_Task instructions_: One range is to be output from the listing below, exactly as written: the line with "like [980, 505]." to the line with "Target: patterned wrap skirt", both kept.

_Provided entries_:
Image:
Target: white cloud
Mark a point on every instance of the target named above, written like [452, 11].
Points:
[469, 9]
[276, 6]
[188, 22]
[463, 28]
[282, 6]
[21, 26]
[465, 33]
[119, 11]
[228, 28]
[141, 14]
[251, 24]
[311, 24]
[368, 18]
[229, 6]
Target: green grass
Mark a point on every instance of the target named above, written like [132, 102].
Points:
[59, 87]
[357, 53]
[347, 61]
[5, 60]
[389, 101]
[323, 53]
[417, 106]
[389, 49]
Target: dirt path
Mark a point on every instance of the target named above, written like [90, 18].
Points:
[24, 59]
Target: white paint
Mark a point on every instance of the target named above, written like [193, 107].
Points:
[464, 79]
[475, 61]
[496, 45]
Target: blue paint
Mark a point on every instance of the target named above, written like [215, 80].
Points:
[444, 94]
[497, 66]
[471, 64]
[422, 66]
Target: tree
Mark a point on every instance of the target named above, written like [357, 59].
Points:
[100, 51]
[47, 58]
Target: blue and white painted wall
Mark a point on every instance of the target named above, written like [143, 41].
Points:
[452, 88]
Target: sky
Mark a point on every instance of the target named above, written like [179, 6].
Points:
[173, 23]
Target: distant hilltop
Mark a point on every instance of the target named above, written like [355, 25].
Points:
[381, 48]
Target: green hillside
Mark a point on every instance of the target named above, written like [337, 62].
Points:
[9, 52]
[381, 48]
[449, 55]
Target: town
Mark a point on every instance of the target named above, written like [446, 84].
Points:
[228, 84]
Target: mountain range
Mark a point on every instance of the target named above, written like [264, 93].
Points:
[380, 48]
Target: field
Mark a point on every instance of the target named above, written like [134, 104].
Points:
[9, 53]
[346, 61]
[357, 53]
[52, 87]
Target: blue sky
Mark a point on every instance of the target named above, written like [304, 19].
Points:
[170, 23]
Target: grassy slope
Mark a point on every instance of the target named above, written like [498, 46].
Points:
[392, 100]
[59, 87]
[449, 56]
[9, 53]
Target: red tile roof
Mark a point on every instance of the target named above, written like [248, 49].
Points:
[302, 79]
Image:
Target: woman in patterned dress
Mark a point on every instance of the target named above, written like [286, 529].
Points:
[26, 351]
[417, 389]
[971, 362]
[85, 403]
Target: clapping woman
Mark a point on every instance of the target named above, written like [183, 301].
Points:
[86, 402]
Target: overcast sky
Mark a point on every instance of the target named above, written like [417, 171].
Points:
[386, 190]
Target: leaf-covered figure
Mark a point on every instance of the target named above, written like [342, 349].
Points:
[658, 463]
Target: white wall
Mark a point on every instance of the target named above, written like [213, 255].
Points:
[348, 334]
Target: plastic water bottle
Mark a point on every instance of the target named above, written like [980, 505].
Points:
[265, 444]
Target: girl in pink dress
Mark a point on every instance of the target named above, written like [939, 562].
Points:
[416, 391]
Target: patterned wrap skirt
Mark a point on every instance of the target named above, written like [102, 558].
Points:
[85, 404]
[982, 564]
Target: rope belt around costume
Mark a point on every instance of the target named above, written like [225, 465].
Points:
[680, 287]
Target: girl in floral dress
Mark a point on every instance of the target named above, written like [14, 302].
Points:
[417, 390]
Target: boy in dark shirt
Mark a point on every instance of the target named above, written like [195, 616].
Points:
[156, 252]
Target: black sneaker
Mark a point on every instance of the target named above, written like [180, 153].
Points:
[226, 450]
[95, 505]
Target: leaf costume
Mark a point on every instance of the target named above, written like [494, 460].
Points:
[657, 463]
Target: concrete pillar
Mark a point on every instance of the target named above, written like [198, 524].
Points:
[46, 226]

_Solution for this problem_:
Mark a point on every instance of the target named above, written like [980, 505].
Points:
[265, 444]
Target: girl in pink dress
Mark a point on every instance of the target named above, written like [939, 562].
Points:
[416, 391]
Target: patterned wrap skirt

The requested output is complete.